- WHAT IS EXPECTED -
Return the records as they stand. No picture is to be included.

- DATASET ENTRIES -
◆ ◆ ◆ ◆ ◆ ◆ ◆
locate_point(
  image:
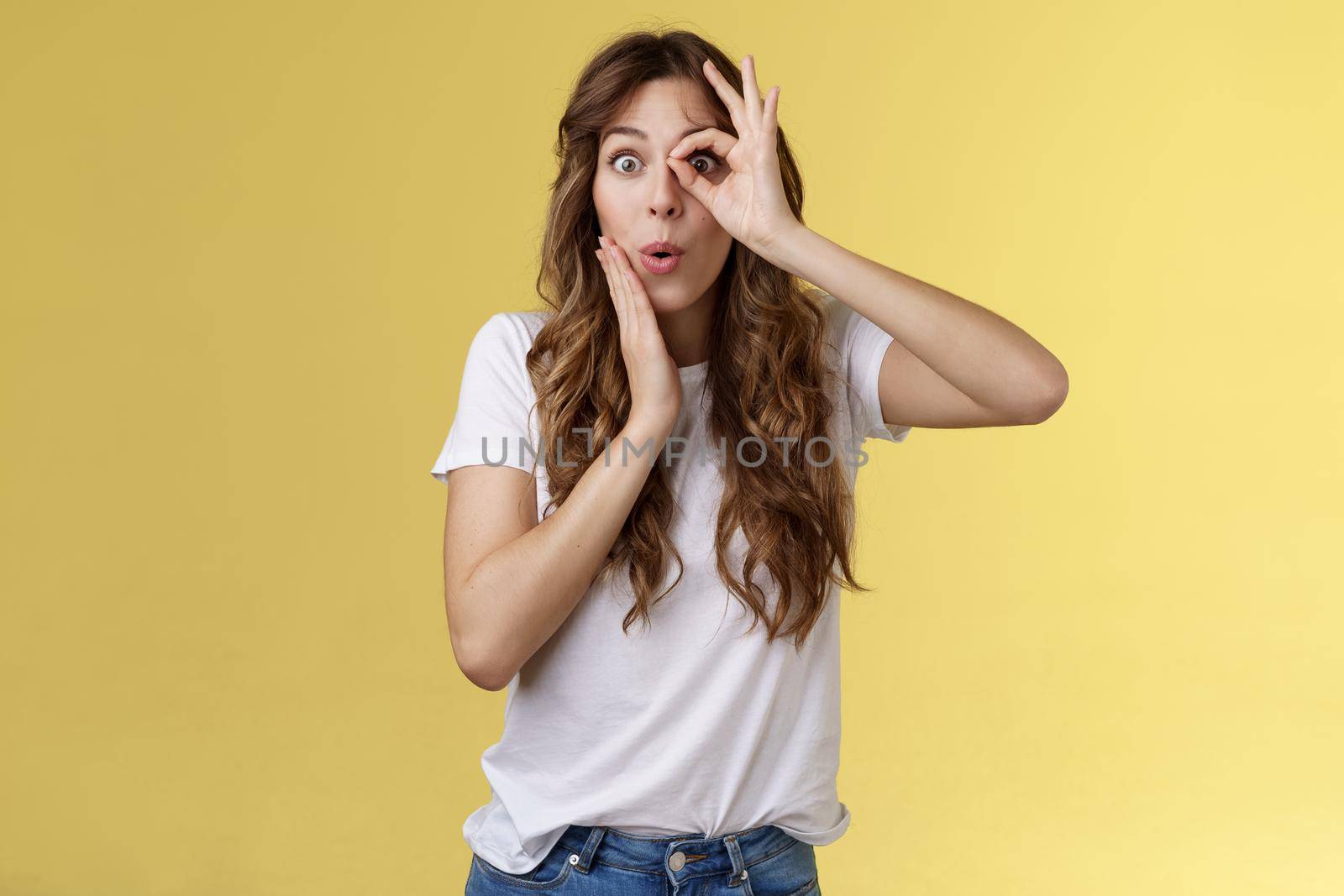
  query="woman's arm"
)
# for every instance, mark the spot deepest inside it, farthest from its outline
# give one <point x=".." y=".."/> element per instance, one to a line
<point x="953" y="363"/>
<point x="511" y="580"/>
◆ ◆ ◆ ◆ ◆ ◆ ◆
- WRITTEN RESPONSE -
locate_point(
  image:
  query="woman's arm"
)
# for every instance, mark the spot deepest inside it, farthest from its outline
# give one <point x=".." y=".."/> element per instance, one to a line
<point x="953" y="363"/>
<point x="511" y="580"/>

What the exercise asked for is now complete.